▶ **Exercise task 1**
In the forum thread about naming USB disks, what three things did fikiz lose by writing an image file onto /dev/sda?
▶ **Exercise task 2**
Carry on the forum thread about USB disk naming from its last sentence.

▶ **Document passage**
* begin *

# Different device name for usb disks

## fikiz

Hi all.

I just fu***d up my system writing an image file onto /dev/sda, just because one moment ago /dev/sda was the same usb drive on my Raspberry PI. #@!?£$@%(!$!"$@!!!!!!! I lost MBR, boot partition and one LVM logical volume; I'm still evaluating the damage size but this isn't (still) my question.

Is it possible to write an udev rule to name differently all usb storage devices? HDD, pendrives, enumerating their partitions too (possibly not usb dvd drives, /dev/sr0 is ok)? Could you help me to do that?

Thanks!

----------

## frostschutz

Those udev rules exist by default, have a look around in /dev/disk/.../...

For more descriptive names use labels, and partlabels (but have a care to give only unique label names)

----------

## fikiz

I know, but I'm looking for something like:

/dev/usba = first usb drive

/dev/usbb = second usb drive

just like /dev/sda and /dev/sdb are first and second storage device.

----------

## Naib

Its not as simple as that... 

USB is a hotswappable and thus the default /dev label is provided based upon detection. aspects of the USB hub startup can easily re-order w.r.t. USB what physical device is assigned a node.

* end *

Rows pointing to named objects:
* begin *

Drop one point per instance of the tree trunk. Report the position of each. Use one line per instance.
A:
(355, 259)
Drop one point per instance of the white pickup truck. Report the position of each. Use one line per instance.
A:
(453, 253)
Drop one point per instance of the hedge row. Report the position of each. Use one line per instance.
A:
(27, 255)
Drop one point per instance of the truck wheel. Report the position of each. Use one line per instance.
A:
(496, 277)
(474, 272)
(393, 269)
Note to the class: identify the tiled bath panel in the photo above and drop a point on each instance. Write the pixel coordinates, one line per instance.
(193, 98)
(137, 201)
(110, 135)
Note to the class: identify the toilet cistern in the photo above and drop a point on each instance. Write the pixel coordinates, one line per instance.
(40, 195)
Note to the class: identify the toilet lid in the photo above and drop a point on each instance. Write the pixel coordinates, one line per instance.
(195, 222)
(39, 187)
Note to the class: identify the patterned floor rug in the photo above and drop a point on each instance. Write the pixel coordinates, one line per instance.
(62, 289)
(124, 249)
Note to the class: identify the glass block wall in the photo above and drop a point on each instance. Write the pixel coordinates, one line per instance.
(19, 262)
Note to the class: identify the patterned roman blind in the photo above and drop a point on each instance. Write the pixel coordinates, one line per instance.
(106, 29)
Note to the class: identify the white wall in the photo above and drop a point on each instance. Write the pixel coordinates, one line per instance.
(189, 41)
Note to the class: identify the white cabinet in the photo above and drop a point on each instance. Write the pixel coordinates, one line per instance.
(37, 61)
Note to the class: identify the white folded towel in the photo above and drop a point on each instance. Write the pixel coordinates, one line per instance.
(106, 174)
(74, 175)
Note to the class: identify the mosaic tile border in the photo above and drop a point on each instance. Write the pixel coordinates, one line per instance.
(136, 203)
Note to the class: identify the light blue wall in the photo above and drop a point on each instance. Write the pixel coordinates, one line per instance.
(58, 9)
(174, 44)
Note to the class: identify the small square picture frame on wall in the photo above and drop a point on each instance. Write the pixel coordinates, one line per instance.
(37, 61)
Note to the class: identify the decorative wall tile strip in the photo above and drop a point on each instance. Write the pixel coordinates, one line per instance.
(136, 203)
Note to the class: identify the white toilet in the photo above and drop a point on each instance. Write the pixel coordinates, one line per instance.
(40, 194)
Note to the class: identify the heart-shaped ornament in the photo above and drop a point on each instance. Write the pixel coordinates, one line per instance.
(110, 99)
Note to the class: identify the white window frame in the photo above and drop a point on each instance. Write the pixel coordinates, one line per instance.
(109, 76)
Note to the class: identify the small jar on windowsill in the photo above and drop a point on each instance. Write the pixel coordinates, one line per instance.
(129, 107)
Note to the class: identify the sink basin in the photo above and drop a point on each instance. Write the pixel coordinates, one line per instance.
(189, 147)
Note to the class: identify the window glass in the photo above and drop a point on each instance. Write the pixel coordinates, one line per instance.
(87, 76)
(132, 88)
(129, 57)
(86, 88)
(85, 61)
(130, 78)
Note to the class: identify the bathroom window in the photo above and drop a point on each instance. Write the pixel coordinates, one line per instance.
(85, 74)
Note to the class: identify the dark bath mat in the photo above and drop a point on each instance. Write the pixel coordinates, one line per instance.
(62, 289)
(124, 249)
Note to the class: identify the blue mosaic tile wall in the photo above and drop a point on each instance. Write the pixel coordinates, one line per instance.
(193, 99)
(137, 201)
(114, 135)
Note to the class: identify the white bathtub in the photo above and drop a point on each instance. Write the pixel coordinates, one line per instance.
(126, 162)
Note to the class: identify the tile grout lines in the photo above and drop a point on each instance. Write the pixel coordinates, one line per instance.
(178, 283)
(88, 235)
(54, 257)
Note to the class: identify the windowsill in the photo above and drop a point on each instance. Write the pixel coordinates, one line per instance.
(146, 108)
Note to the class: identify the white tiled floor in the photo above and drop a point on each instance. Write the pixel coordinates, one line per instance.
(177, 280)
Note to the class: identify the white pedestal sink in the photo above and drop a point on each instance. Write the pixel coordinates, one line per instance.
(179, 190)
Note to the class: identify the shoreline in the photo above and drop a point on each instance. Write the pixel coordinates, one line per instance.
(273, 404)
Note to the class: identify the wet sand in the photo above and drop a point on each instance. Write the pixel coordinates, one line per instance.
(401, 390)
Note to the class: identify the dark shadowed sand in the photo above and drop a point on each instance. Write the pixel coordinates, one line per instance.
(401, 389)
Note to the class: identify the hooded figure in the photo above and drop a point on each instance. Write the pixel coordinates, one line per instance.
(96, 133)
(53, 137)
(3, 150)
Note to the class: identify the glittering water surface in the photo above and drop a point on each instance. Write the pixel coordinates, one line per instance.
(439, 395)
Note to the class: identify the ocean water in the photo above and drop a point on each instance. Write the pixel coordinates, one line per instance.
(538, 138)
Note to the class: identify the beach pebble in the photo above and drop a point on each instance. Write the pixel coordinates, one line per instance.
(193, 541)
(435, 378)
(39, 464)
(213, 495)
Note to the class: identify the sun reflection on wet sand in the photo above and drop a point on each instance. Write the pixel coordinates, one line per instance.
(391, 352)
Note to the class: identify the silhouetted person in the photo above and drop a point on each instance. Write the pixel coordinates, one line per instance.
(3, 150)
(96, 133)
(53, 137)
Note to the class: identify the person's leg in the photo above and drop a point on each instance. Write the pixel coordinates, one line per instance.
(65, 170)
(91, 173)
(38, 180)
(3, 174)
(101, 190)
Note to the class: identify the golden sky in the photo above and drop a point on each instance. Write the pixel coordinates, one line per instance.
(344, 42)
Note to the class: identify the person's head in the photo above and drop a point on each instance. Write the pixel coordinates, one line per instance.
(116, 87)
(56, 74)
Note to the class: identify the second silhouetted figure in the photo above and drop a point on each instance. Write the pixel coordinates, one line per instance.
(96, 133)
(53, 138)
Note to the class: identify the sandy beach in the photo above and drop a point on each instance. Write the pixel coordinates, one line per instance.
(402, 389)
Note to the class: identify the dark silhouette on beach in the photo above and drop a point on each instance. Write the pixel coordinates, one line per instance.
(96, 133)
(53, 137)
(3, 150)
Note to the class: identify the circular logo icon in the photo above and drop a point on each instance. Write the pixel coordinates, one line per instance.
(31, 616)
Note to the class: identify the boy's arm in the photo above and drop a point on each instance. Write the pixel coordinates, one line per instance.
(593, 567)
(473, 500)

* end *

▶ **Response 1**
The MBR, the boot partition and one LVM logical volume.

▶ **Response 2**
This is why udev rules exist to latch onto UUID to assign specific node labels to specific devices, independent of the detection order

----------

## fikiz

I understand.

I'll try to make a habit going deep into /dev/disk/... when I'm doing these kind of things.

Anyway, if anybody had an idea, I'm listening  :Smile: 

Bye

----------

## Roman_Gruber

 *Quote:*   

> A universally unique identifier (UUID) is an identifier standard used in software construction. A UUID is simply a 128-bit value. The meaning of each bit is defined by any of several variants.

 

I think thats the reason why UUIDs exists

Well this issue exists since windi95 days. 

When i do critical things i run parted to verify on which disc i do changes.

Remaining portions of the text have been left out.